[Material provided]
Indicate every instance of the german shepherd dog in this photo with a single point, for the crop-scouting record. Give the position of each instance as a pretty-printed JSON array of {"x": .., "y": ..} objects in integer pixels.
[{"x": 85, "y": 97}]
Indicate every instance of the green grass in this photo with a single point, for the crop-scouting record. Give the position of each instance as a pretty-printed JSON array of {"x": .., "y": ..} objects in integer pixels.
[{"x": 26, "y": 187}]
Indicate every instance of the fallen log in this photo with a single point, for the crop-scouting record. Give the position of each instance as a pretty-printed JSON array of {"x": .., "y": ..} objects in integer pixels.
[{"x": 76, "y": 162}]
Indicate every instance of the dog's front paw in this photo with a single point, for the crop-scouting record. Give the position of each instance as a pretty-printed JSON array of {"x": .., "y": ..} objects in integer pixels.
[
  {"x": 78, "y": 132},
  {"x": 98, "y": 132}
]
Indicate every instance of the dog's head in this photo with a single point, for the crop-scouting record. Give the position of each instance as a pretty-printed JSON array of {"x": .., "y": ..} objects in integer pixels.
[/Material provided]
#### [Activity]
The lines from the one holding "Indicate every instance of the dog's front" to the final line of the entries, both included, are what should be output, exactly and alone.

#### [Reply to the exercise]
Indicate every instance of the dog's front paw in this photo with a single point, for the crop-scouting record. Give the position of each instance as a pretty-printed JSON array of {"x": .., "y": ..} objects in integer pixels.
[
  {"x": 78, "y": 132},
  {"x": 98, "y": 132}
]
Indicate every instance of the dog's head in this photo with a single point, for the crop-scouting record. Give the position of each instance as a pretty-printed JSON array of {"x": .., "y": ..} objects in integer pixels.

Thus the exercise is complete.